◆ Passage shown
□ □ □ □ □ □ □
IT BEGAN with some marshmallows. . . . Those who had resisted, he found, did better at school than those who had given in. As adults they got better jobs, were less likely to use drugs and got into trouble with the law less frequently. Moreover, children’s family circumstances suggested that impulsive behaviour was as much learned as inherited. This suggested that it could be unlearned—improving the child in question’s chances in life
. . . . Recent observations, however, raise the possibility that developing self-control is not always an unalloyed good. Work published two years ago by Gene Brody of the University of Georgia, who looked at a group of young black Americans, showed that those who exhibited self-control as teenagers did indeed get the expected benefits. But if such self-controllers came from deprived backgrounds, they developed higher blood pressure, were more likely to be obese and had higher levels of stress hormones than their less-self-controlled peers. That correlation did not apply to people who started farther up the social ladder.
□ □ □ □ □ □ □
◆ Activities
1. List the health effects that the passage on self-control attributes to teenage self-controllers from deprived backgrounds.
2. Write the next few sentences of the passage on self-control, picking up after its last sentence.
The data below have nothing to do with the passage on self-control.
□ □ □ □ □ □ □
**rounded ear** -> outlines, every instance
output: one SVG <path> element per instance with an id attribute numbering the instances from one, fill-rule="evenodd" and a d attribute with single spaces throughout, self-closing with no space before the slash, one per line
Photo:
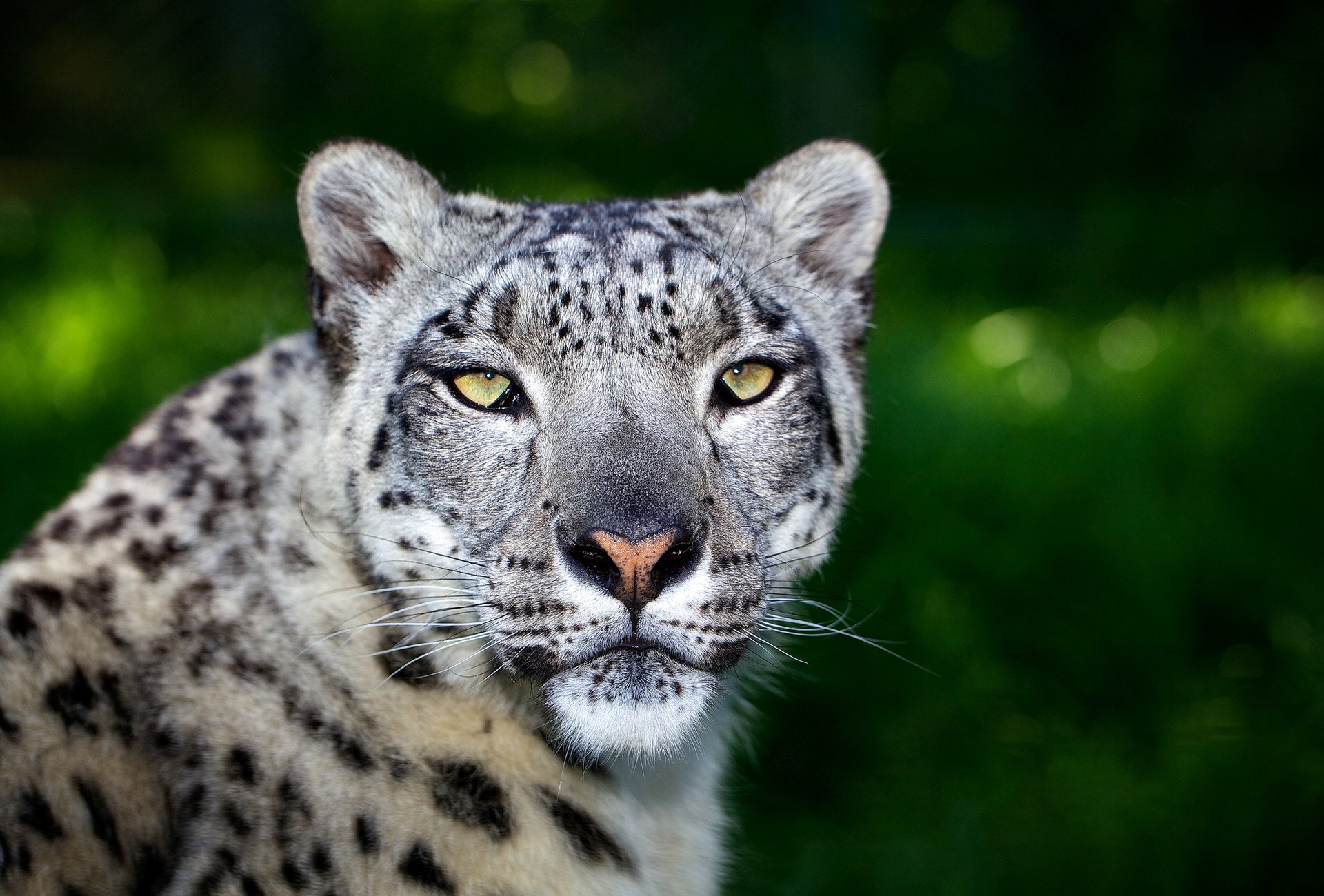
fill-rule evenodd
<path id="1" fill-rule="evenodd" d="M 858 143 L 816 140 L 764 169 L 745 196 L 806 270 L 853 283 L 873 266 L 890 200 L 882 169 Z"/>
<path id="2" fill-rule="evenodd" d="M 335 140 L 308 159 L 299 179 L 299 229 L 308 250 L 308 304 L 324 344 L 343 355 L 365 299 L 401 263 L 426 257 L 444 197 L 422 167 L 380 143 Z"/>

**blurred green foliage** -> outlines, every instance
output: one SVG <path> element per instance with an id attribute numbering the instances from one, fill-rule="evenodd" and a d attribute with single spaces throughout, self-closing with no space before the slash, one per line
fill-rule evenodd
<path id="1" fill-rule="evenodd" d="M 0 545 L 305 326 L 293 192 L 736 188 L 894 217 L 871 447 L 732 781 L 732 893 L 1319 892 L 1324 7 L 57 0 L 0 32 Z"/>

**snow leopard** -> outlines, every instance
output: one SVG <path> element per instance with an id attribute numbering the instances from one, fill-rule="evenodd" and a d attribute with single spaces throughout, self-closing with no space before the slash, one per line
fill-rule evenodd
<path id="1" fill-rule="evenodd" d="M 875 159 L 514 202 L 342 140 L 297 205 L 310 330 L 0 568 L 0 891 L 716 893 L 859 463 Z"/>

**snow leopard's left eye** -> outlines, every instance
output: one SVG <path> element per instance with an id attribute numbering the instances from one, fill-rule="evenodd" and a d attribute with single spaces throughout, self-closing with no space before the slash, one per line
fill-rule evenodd
<path id="1" fill-rule="evenodd" d="M 519 388 L 496 371 L 465 371 L 450 379 L 450 385 L 466 404 L 483 410 L 510 410 L 519 400 Z"/>
<path id="2" fill-rule="evenodd" d="M 777 369 L 760 361 L 740 361 L 722 372 L 718 394 L 730 404 L 747 405 L 765 397 L 777 381 Z"/>

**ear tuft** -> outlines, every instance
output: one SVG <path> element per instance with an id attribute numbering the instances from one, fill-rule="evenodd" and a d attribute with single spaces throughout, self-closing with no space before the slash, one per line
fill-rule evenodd
<path id="1" fill-rule="evenodd" d="M 401 258 L 421 254 L 441 200 L 436 179 L 395 150 L 369 140 L 327 143 L 299 179 L 308 262 L 332 286 L 377 289 Z"/>
<path id="2" fill-rule="evenodd" d="M 847 283 L 873 266 L 890 200 L 882 169 L 858 143 L 816 140 L 764 169 L 745 196 L 806 270 Z"/>
<path id="3" fill-rule="evenodd" d="M 352 361 L 369 294 L 404 262 L 426 258 L 444 196 L 420 165 L 368 140 L 327 143 L 303 168 L 298 200 L 308 308 L 336 371 Z"/>

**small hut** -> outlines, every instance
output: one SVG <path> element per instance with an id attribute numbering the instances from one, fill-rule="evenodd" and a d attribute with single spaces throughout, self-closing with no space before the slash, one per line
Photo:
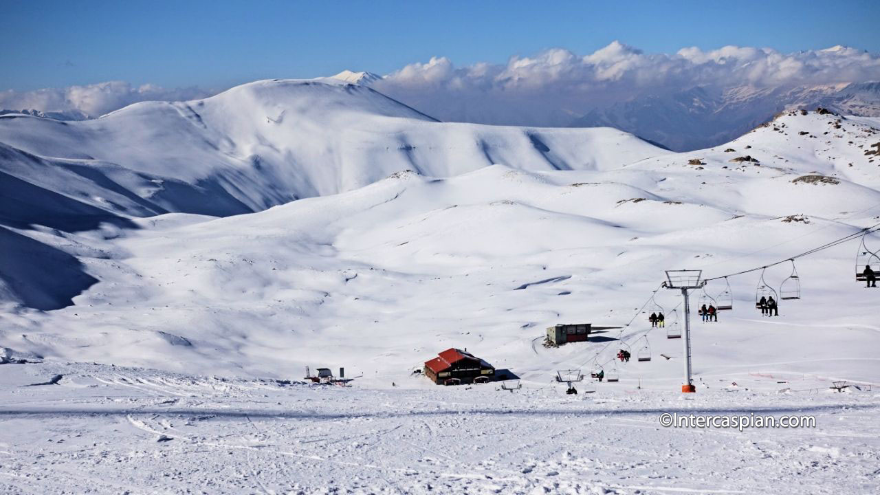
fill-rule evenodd
<path id="1" fill-rule="evenodd" d="M 547 327 L 546 341 L 553 345 L 562 345 L 569 342 L 584 342 L 590 336 L 591 323 L 554 325 Z"/>
<path id="2" fill-rule="evenodd" d="M 467 351 L 447 349 L 425 361 L 425 376 L 437 385 L 486 383 L 495 378 L 495 367 Z"/>

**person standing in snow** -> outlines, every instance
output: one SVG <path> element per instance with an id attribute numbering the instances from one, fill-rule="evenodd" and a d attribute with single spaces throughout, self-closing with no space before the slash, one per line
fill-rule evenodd
<path id="1" fill-rule="evenodd" d="M 767 299 L 761 296 L 761 300 L 758 301 L 758 307 L 761 308 L 761 315 L 767 314 Z"/>
<path id="2" fill-rule="evenodd" d="M 779 306 L 776 305 L 776 299 L 773 299 L 773 296 L 767 299 L 767 316 L 779 316 Z"/>
<path id="3" fill-rule="evenodd" d="M 865 270 L 862 272 L 862 275 L 865 276 L 865 282 L 867 283 L 865 287 L 877 286 L 877 276 L 874 273 L 874 270 L 871 270 L 870 265 L 865 265 Z"/>

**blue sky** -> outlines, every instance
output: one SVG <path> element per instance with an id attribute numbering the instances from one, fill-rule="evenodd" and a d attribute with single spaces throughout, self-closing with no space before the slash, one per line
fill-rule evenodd
<path id="1" fill-rule="evenodd" d="M 0 1 L 0 90 L 107 80 L 223 88 L 342 69 L 387 73 L 433 55 L 503 63 L 614 40 L 683 47 L 847 45 L 880 52 L 880 2 Z"/>

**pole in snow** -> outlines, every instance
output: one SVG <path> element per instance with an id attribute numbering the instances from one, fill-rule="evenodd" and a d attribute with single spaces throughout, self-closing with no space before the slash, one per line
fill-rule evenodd
<path id="1" fill-rule="evenodd" d="M 681 386 L 681 391 L 693 394 L 697 391 L 691 379 L 691 304 L 688 291 L 700 289 L 706 284 L 705 280 L 700 280 L 703 270 L 667 270 L 666 281 L 663 286 L 666 289 L 681 291 L 681 296 L 685 299 L 685 384 Z"/>

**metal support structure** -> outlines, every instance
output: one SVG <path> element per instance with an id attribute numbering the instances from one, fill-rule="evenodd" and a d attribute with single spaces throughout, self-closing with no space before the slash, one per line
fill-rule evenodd
<path id="1" fill-rule="evenodd" d="M 691 304 L 687 293 L 688 289 L 682 288 L 681 295 L 685 298 L 685 385 L 681 386 L 682 392 L 696 392 L 693 387 L 693 380 L 691 379 Z M 685 388 L 687 390 L 685 390 Z"/>
<path id="2" fill-rule="evenodd" d="M 700 280 L 702 270 L 666 270 L 666 282 L 663 286 L 666 289 L 678 289 L 681 291 L 681 296 L 685 299 L 685 384 L 681 386 L 681 391 L 693 394 L 697 391 L 691 377 L 691 302 L 689 291 L 700 289 L 706 284 L 705 280 Z"/>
□ □ □ □ □ □ □
◆ Task responses
1.
- Higher blood pressure
- Greater likelihood of obesity
- Higher levels of stress hormones

2.
Dr Brody and his colleagues have followed this study with one that comes to an equally astonishing conclusion: for people born at the bottom of the social heap, self-control speeds up the process of ageing. This research, just published in the Proceedings of the National Academy of Sciences, looked at DNA methylation . . . . Dr Brody and his colleagues followed almost 300 black American teenagers of different backgrounds as they aged from 17 to 22. For the first few years the researchers assessed their volunteers’ levels of self-control, and also looked for signs of depression, aggression and drug use. They assessed, too, those volunteers’ socioeconomic backgrounds. But the last examination, when participants were 22 years old, was different. Then, the researchers took a blood sample, recorded the DNA-methylation patterns of cells in it, and worked out how much these deviated from the pattern expected at that particular age. . . . for people from high-status backgrounds, higher self-control meant lower cellular ages. For those whose background was low-status, the reverse was true. Their cells were ageing faster. Add this to the previous data on blood pressure, stress and obesity, and the medical prognosis of these initially low-status individuals does not look promising. . . .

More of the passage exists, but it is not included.